* **Provided entries**:
++++

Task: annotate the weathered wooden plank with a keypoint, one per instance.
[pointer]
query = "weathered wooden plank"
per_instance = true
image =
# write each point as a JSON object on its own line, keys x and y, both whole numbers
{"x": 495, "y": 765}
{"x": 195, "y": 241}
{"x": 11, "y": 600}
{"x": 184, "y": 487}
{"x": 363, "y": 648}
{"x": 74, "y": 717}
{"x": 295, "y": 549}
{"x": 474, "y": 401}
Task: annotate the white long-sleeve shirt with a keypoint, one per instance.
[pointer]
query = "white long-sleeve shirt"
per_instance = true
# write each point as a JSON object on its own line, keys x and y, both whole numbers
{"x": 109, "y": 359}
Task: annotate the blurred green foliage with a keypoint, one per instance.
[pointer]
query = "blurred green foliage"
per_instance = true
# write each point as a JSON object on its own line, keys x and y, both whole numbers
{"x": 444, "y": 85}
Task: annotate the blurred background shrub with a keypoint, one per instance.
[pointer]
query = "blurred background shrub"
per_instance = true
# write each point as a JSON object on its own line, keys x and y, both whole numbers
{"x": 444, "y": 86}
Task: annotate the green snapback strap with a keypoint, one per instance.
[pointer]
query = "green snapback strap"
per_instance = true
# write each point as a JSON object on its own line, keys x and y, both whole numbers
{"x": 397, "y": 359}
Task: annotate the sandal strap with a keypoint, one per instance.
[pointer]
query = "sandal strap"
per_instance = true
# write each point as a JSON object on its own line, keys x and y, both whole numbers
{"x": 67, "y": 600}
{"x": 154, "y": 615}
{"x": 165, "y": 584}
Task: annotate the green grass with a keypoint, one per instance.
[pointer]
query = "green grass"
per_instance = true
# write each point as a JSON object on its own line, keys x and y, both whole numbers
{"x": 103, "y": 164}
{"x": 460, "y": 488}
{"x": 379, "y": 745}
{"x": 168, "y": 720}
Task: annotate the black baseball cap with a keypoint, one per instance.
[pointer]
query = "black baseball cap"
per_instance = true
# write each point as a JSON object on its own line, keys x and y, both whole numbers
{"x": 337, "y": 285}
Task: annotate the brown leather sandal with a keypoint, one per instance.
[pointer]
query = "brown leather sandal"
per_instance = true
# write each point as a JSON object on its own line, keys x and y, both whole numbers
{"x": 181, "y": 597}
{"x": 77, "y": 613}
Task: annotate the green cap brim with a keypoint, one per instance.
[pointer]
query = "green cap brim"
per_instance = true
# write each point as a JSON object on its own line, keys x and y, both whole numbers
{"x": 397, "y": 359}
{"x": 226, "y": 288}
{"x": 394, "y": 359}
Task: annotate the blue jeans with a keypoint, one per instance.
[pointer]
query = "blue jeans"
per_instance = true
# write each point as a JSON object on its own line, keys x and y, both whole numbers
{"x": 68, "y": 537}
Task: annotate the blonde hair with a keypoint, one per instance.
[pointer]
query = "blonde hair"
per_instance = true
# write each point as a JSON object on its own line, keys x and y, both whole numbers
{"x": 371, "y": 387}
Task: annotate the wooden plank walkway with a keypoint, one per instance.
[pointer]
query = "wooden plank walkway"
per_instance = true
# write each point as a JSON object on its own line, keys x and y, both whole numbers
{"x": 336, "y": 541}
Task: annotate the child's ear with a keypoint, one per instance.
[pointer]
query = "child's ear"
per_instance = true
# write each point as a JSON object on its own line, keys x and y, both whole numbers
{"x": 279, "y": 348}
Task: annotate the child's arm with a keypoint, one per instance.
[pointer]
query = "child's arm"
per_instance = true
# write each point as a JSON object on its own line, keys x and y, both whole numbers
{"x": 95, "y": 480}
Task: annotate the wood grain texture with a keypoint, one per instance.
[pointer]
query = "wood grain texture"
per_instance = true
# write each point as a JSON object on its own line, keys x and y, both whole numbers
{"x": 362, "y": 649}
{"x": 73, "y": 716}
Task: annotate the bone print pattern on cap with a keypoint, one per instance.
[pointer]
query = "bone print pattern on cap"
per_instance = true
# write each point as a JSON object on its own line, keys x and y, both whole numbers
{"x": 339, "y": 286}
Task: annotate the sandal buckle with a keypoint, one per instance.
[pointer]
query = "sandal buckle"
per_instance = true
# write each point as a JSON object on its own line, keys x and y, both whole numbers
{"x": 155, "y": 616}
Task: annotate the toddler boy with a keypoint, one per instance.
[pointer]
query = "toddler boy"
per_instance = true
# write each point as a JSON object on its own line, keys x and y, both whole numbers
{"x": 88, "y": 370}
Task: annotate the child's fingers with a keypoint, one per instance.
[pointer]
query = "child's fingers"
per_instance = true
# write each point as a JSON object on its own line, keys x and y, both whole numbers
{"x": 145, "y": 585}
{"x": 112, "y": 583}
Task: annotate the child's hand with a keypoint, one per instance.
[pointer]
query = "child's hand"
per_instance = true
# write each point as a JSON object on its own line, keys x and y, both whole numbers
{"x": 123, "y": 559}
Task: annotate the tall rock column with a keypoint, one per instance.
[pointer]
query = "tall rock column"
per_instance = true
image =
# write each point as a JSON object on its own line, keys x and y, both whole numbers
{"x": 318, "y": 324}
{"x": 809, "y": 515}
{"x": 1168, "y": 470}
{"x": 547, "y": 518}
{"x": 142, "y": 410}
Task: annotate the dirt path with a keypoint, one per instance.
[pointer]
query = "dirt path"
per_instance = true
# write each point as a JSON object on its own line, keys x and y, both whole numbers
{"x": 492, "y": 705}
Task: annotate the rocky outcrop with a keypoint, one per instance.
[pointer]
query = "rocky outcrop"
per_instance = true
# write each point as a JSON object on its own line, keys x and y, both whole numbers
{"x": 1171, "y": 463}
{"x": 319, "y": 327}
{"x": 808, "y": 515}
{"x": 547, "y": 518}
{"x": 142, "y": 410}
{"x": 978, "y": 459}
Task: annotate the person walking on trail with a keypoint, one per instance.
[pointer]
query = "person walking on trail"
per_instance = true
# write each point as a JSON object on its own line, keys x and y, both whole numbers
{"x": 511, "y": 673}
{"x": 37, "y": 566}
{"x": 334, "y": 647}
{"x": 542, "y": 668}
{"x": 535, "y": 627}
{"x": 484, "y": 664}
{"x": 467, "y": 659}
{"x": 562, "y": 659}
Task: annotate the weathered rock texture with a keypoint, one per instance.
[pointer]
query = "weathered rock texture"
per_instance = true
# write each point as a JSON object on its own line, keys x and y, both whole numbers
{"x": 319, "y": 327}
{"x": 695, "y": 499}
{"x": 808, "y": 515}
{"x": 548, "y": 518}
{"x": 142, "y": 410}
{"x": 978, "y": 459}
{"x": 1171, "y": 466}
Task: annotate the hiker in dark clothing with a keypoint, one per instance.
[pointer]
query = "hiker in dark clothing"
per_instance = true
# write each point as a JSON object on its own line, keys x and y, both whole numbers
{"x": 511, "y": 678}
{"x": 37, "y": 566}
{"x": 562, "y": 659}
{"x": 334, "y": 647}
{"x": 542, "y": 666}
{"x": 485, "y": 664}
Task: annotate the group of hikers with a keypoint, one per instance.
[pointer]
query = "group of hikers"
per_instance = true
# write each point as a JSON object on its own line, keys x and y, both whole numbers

++++

Repeat every line of the records above exactly.

* **Solved problem**:
Task: annotate the weathered wooden plank with a keypoint, one per instance.
[pointer]
query = "weathered wooden plank"
per_instance = true
image =
# write each point as a JSON object on its own line, keys x and y, both whole numbers
{"x": 495, "y": 765}
{"x": 195, "y": 241}
{"x": 11, "y": 600}
{"x": 184, "y": 487}
{"x": 363, "y": 648}
{"x": 74, "y": 717}
{"x": 295, "y": 549}
{"x": 474, "y": 401}
Task: annotate the white long-sleeve shirt with a keypoint, one per instance.
[pointer]
query = "white long-sleeve shirt"
per_instance = true
# write each point as a JSON object on its own line, keys x and y, both whole numbers
{"x": 109, "y": 359}
Task: annotate the blurred green foliage with a keypoint, one per instance.
[pointer]
query = "blurred green foliage"
per_instance = true
# write each point as a JSON object on its own line, keys x and y, both whole numbers
{"x": 444, "y": 85}
Task: annotate the blurred background shrub with a keypoint, one per instance.
[pointer]
query = "blurred background shrub"
per_instance = true
# write each point as a JSON object on its own line, keys x and y, both whole numbers
{"x": 444, "y": 86}
Task: annotate the green snapback strap with a keypoint, one per instance.
[pointer]
query = "green snapback strap"
per_instance = true
# write each point as a JSON object on its own line, keys x and y, both whole numbers
{"x": 397, "y": 359}
Task: annotate the sandal strap with a keypoint, one per instance.
[pointer]
query = "sandal strap"
per_instance = true
# write each point as a JSON object on its own line, keys x and y, both whole numbers
{"x": 67, "y": 600}
{"x": 154, "y": 615}
{"x": 165, "y": 584}
Task: annotate the green grass with a keypoint, one per instance.
[pointer]
query = "green grass"
per_instance = true
# write each point as a JSON object on its own line, keys x and y, both whole numbers
{"x": 103, "y": 164}
{"x": 460, "y": 488}
{"x": 379, "y": 745}
{"x": 168, "y": 720}
Task: annotate the black baseball cap with a keypoint, one per instance.
[pointer]
query = "black baseball cap"
per_instance = true
# write each point as a JSON object on its own line, keys x and y, both whole numbers
{"x": 337, "y": 285}
Task: annotate the brown leather sandal with a keypoint, one per instance.
[pointer]
query = "brown leather sandal"
per_instance = true
# write each point as a JSON object on its own line, keys x and y, both whole numbers
{"x": 181, "y": 597}
{"x": 77, "y": 613}
Task: annotate the green cap brim with a keypoint, one per instance.
[pointer]
query = "green cap brim"
per_instance = true
# write each point as a JSON object on its own line, keys x and y, both whole numbers
{"x": 397, "y": 359}
{"x": 226, "y": 288}
{"x": 394, "y": 359}
Task: annotate the blue jeans with a keypoint, one per instance.
[pointer]
query = "blue jeans"
per_instance = true
# write each point as a JSON object on its own line, keys x and y, both whole numbers
{"x": 68, "y": 537}
Task: annotate the blonde hair with a keypoint, one per instance.
[pointer]
query = "blonde hair"
per_instance = true
# write each point as a JSON object on its own line, keys x and y, both whole numbers
{"x": 371, "y": 387}
Task: annotate the wooden plank walkway with a keypoint, one per instance.
[pointer]
query = "wooden plank walkway"
per_instance = true
# write each point as a JSON object on its own line, keys x and y, both whole numbers
{"x": 336, "y": 541}
Task: annotate the child's ear with a keypoint, one per instance.
[pointer]
query = "child's ear"
per_instance = true
# write each point as a JSON object on its own line, keys x and y, both whole numbers
{"x": 279, "y": 348}
Task: annotate the child's arm with a keypoint, one per instance.
[pointer]
query = "child's arm"
per_instance = true
# write each point as a JSON object on its own line, keys x and y, both whole numbers
{"x": 95, "y": 480}
Task: annotate the wood grain texture with a keypoint, one per instance.
[pointer]
query = "wood grain texture"
per_instance = true
# write each point as a JSON object on its own line, keys x and y, both whole numbers
{"x": 362, "y": 649}
{"x": 73, "y": 716}
Task: annotate the bone print pattern on cap with a keypoint, one per instance.
[pointer]
query = "bone print pattern on cap"
per_instance = true
# write each point as a JSON object on its own line, keys x and y, both whole numbers
{"x": 339, "y": 286}
Task: annotate the sandal buckle with a keypoint, one per instance.
[pointer]
query = "sandal buckle"
per_instance = true
# write each point as a JSON object on its own line, keys x and y, both whole numbers
{"x": 155, "y": 616}
Task: annotate the toddler boy with a keypoint, one per instance.
[pointer]
query = "toddler boy"
per_instance = true
# write each point as a JSON object on its own line, keys x and y, both whole numbers
{"x": 88, "y": 370}
Task: annotate the child's fingers with a keypoint, one per instance.
[pointer]
query = "child's fingers"
per_instance = true
# write each point as a JSON object on its own line, keys x and y, both whole numbers
{"x": 145, "y": 585}
{"x": 112, "y": 583}
Task: annotate the child's hand with a keypoint, one per instance.
[pointer]
query = "child's hand"
per_instance = true
# write each point as a JSON object on its own line, keys x and y, both whole numbers
{"x": 123, "y": 559}
Task: annotate the tall rock column with a keypoint, one per instance.
[pointer]
query = "tall rock column"
per_instance = true
image =
# write each point as a JSON object on its own line, keys x and y, both whole numbers
{"x": 318, "y": 324}
{"x": 809, "y": 515}
{"x": 1168, "y": 470}
{"x": 547, "y": 518}
{"x": 142, "y": 410}
Task: annotate the dirt path with a keypoint, one per instance.
[pointer]
query = "dirt path"
per_instance = true
# write each point as a JSON object on its own line, keys x and y, both whole numbers
{"x": 492, "y": 705}
Task: annotate the rocky outcrop with a keypoint, one per instance.
[pointer]
query = "rocky outcrop"
per_instance = true
# write each point as a JSON object on its own line, keys x and y, both whole numbers
{"x": 1171, "y": 463}
{"x": 319, "y": 327}
{"x": 808, "y": 515}
{"x": 547, "y": 518}
{"x": 142, "y": 410}
{"x": 978, "y": 459}
Task: annotate the person walking on trail with a keypoint, one per instance.
[pointer]
query = "person walking on trail"
per_instance = true
# write each point as a JSON object on its own line, keys x and y, both whole numbers
{"x": 511, "y": 673}
{"x": 37, "y": 566}
{"x": 334, "y": 647}
{"x": 542, "y": 668}
{"x": 535, "y": 627}
{"x": 484, "y": 664}
{"x": 467, "y": 659}
{"x": 562, "y": 659}
Task: annotate the weathered rock texture with a keypoint, one per instance.
[pointer]
query = "weathered rock texture"
per_instance = true
# write each point as a JSON object on its own line, keys x and y, both whole numbers
{"x": 319, "y": 327}
{"x": 695, "y": 499}
{"x": 808, "y": 515}
{"x": 548, "y": 518}
{"x": 142, "y": 410}
{"x": 978, "y": 459}
{"x": 1171, "y": 466}
Task: annotate the hiker in dark clothing with a keypoint, one per instance.
[pointer]
query = "hiker in dark clothing"
per_instance = true
# write each point as a JSON object on its own line, keys x and y, both whole numbers
{"x": 511, "y": 678}
{"x": 37, "y": 566}
{"x": 562, "y": 659}
{"x": 334, "y": 647}
{"x": 542, "y": 666}
{"x": 485, "y": 664}
Task: annotate the group of hikers with a keypoint, one per instance.
[pointer]
query = "group of hikers"
per_instance = true
# write each point as a JSON object on its own line, keys x and y, both whole numbers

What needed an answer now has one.